DATASET ROWS
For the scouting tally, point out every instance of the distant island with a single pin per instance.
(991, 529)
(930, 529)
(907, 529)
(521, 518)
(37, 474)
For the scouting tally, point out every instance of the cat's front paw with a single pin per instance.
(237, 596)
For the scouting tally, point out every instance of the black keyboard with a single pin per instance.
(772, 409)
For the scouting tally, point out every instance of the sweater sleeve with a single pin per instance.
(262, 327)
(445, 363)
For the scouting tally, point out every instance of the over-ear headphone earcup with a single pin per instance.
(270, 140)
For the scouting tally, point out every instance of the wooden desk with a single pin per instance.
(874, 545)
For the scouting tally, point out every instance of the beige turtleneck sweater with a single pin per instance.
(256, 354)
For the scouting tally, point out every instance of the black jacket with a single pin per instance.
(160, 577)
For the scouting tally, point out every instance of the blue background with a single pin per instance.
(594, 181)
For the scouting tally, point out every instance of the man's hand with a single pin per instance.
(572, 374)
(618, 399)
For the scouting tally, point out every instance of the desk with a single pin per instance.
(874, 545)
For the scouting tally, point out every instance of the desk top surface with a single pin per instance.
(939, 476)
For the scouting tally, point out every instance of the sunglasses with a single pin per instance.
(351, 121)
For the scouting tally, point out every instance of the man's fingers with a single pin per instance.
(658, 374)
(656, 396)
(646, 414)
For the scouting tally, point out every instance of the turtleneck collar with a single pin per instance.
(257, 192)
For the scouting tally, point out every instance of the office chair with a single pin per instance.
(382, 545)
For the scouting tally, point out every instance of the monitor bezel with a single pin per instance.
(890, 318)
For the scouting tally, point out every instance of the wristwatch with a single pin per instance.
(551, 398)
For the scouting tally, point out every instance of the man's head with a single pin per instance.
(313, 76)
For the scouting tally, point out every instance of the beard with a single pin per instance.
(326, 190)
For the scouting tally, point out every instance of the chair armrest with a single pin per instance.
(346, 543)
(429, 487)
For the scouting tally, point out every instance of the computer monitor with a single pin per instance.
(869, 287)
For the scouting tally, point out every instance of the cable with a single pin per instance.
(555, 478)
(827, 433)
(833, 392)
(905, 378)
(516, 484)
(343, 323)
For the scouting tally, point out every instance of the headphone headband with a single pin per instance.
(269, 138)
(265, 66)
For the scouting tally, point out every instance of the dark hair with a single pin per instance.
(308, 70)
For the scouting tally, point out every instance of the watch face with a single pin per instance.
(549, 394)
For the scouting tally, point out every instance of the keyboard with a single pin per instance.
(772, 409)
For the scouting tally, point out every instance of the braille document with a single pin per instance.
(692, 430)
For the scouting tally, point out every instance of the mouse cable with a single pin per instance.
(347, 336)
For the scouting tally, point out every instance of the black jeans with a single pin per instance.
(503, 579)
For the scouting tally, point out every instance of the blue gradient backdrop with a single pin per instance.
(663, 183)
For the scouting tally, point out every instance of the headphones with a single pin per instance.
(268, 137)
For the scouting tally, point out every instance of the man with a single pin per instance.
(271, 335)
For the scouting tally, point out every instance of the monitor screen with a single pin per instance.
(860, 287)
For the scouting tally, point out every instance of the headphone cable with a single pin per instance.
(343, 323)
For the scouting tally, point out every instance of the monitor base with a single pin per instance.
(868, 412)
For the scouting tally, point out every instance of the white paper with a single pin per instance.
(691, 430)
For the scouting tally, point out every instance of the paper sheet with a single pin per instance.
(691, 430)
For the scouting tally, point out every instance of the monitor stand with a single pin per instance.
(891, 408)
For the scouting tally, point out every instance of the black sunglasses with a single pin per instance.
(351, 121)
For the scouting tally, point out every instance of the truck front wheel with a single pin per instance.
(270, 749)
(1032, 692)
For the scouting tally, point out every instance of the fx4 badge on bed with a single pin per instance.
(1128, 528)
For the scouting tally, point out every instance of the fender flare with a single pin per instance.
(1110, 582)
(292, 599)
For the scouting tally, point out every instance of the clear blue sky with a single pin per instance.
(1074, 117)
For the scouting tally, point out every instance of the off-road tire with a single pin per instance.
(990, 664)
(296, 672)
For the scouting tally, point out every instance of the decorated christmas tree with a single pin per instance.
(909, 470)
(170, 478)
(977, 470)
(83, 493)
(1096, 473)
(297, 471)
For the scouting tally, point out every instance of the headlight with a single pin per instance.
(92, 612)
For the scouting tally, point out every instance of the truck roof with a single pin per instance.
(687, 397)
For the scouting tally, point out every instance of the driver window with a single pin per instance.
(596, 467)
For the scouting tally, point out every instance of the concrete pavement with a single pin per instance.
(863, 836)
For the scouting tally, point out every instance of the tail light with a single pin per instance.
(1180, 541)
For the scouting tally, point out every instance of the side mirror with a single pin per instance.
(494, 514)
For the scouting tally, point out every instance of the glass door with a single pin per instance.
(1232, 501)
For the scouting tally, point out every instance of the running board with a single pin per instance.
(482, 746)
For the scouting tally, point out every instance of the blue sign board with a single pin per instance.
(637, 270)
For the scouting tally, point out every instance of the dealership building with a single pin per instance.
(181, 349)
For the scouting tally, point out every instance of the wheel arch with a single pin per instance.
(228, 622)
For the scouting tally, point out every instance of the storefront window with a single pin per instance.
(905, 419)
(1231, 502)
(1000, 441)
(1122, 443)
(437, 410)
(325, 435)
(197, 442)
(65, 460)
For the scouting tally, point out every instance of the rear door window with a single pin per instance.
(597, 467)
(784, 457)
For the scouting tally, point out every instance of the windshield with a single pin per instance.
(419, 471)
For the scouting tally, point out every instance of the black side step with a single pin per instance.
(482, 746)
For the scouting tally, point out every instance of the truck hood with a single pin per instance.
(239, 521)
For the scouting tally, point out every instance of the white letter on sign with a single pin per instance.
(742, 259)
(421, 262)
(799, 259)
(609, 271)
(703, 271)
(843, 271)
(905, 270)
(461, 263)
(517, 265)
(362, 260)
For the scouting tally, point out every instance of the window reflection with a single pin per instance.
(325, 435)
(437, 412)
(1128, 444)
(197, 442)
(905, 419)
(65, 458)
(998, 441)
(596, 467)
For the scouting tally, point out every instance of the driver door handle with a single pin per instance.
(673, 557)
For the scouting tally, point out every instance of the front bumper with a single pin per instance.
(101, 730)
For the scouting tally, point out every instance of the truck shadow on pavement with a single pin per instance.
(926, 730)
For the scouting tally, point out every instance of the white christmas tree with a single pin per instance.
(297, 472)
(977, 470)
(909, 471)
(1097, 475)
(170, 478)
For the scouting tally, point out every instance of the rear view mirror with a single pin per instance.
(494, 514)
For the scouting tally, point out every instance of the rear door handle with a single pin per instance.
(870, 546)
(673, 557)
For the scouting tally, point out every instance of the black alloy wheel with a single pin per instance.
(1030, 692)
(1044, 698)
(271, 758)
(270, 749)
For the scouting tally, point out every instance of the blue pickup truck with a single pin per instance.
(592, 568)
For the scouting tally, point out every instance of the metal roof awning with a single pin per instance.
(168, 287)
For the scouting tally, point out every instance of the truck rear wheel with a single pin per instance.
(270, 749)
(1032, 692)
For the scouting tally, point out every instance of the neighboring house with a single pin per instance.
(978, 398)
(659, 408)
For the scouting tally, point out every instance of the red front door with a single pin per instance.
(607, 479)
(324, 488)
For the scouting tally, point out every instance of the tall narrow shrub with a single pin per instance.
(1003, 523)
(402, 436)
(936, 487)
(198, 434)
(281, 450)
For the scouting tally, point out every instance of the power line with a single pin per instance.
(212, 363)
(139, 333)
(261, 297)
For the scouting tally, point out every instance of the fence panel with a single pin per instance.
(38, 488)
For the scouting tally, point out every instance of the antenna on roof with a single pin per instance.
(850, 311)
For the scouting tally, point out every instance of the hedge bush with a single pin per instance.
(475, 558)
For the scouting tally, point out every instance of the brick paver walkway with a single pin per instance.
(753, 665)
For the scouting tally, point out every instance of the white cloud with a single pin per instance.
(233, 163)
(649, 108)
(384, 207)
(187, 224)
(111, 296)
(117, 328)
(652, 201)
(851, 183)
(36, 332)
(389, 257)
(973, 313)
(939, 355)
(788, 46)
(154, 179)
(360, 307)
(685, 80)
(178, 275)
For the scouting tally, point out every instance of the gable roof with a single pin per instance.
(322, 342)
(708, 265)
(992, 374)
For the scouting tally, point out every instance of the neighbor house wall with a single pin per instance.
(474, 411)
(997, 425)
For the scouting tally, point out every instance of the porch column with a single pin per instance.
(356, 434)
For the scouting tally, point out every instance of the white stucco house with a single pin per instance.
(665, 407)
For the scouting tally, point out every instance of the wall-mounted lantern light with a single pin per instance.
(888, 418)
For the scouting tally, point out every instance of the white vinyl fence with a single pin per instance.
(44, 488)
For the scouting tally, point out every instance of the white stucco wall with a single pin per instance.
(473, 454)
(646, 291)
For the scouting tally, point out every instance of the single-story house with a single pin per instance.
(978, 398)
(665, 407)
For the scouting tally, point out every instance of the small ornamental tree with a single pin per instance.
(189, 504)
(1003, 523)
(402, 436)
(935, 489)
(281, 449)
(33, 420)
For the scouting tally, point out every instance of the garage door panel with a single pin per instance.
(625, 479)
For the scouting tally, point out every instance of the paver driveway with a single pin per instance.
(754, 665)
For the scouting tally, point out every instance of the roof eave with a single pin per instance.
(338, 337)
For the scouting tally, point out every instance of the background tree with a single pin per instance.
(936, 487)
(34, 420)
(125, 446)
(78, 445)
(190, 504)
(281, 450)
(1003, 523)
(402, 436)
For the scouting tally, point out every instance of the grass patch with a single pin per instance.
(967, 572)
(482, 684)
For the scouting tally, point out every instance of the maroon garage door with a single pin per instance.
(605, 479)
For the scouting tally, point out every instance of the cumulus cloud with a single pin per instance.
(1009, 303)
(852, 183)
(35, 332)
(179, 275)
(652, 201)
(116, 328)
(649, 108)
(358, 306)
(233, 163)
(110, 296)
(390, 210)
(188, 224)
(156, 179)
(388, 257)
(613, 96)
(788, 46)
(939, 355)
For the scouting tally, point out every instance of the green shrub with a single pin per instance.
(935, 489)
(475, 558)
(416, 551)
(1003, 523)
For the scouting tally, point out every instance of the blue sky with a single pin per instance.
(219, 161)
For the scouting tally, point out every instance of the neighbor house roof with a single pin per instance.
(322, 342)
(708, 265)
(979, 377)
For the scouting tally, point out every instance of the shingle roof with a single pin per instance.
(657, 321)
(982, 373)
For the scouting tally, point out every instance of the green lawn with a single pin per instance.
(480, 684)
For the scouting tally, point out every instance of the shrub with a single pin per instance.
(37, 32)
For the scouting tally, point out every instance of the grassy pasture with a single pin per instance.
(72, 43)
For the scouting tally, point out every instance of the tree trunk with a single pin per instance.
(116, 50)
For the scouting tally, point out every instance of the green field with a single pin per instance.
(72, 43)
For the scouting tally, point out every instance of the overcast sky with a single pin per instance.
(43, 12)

TASK STATEMENT
Rewrite the rows from the line with "paper with a single pin per instance." up to and including the line with "(1074, 117)", requests and all. Raise both the x and the y value of every answer point by 121.

RESULT OF THE TASK
For the scouting tally, point out every instance of the white paper with a single pin per instance.
(812, 551)
For the scouting tally, point out every instance of the paper sheet with a single pin per instance.
(812, 551)
For the scouting tally, point out every instance of the monitor stand with a single pin per instance.
(1012, 529)
For the scouting tally, point out every instance of the black sunglasses with a single pin per instance.
(472, 242)
For the scouting tally, point out every instance of the truck front wheel with a single pin per instance.
(391, 870)
(1153, 813)
For the scouting tally, point out every instance of the fx4 badge on bed with a single pin per instance.
(1249, 649)
For the scouting tally, point out every instance of the fender flare with a single pin per instance.
(1231, 703)
(413, 720)
For the scouting tally, point out every instance of the clear blue sky with a single pin per instance.
(1195, 238)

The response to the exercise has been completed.